[Source extract — start]
Title: The Immortal Life of Henrietta Lacks
Author: Rebecca Skloot
When I was driving down to the St. George marathon a couple of months ago, I hit southern Utah and my radio reception got spotty. Eventually, I managed to pick up an interview in progress with Rebecca Skloot about the interactions she had with the family of Henrietta Lacks. If you're in academic medicine or married to a doctor, you probably know about HeLa, a line of cells that has been used to test many of the drug therapies in common use today. What most people don't know is that those cells come from a young African American mother of five who died of cervical cancer at Johns Hopkins in 1951. I was intrigued by the story, but it wasn't until I got home and my mother-in-law said they were reading a book about Henrietta Lacks that I realized that the interview with Skloot was about the book. I'm a sucker for engaging medical nonfiction, so I decided to read the story.
Skloot, who spent well more than a decade breaking down the Lacks family to the point where they were willing to be interviewed, and then learning their story, organizes the book in an interesting way. In alternating chapters, she tells the scientific story of the HeLa cells, from 1951 to the present, and she delves into the ramifications of taking those cells on the Lacks family. Back in the early 1950s, Hopkins was committed to providing charitable medical care for the poor black patients who lived in and around the hospital, and like many other research institutions, they sampled human tissue from their patients without their consent. This was during a time when researchers were trying to culture human cells, and had previously been unsuccessful. But when cells were taken from Lacks during a surgical procedure, they grew in abundance.
[Source extract — finish]
[Record excerpts — start]
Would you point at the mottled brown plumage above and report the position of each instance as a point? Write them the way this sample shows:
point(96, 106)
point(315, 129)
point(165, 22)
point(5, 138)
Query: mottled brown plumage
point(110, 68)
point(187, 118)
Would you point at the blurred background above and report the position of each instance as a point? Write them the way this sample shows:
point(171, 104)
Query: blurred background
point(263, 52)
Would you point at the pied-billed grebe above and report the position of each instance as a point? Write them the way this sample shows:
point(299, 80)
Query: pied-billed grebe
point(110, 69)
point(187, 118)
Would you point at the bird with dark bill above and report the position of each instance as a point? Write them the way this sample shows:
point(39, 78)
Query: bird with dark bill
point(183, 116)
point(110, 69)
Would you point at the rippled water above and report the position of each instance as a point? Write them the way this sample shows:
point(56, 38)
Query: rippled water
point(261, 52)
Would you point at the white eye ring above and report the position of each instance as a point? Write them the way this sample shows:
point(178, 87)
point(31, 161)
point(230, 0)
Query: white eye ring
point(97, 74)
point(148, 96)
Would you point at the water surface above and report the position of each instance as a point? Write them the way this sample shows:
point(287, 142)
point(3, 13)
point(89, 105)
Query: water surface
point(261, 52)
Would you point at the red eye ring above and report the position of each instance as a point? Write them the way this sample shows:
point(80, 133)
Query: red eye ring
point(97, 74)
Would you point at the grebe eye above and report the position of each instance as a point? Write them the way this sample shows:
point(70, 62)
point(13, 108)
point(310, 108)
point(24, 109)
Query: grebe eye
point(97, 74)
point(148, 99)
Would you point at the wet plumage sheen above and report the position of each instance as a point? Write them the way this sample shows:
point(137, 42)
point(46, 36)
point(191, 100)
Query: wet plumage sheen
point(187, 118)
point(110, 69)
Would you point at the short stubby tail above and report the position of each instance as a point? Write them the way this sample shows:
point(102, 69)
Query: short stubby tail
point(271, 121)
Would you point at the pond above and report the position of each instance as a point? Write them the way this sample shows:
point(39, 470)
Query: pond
[Record excerpts — finish]
- _Activity 1_
According to the book review, where and in what year did Henrietta Lacks die of cervical cancer?
- _Activity 2_
Quote the book review, starting at the words "Skloot, who spent" and stopping after "grew in abundance.".
The records have nothing to do with the book review.

- _Exercise solution 1_
At Johns Hopkins in 1951.

- _Exercise solution 2_
Skloot, who spent well more than a decade breaking down the Lacks family to the point where they were willing to be interviewed, and then learning their story, organizes the book in an interesting way. In alternating chapters, she tells the scientific story of the HeLa cells, from 1951 to the present, and she delves into the ramifications of taking those cells on the Lacks family. Back in the early 1950s, Hopkins was committed to providing charitable medical care for the poor black patients who lived in and around the hospital, and like many other research institutions, they sampled human tissue from their patients without their consent. This was during a time when researchers were trying to culture human cells, and had previously been unsuccessful. But when cells were taken from Lacks during a surgical procedure, they grew in abundance.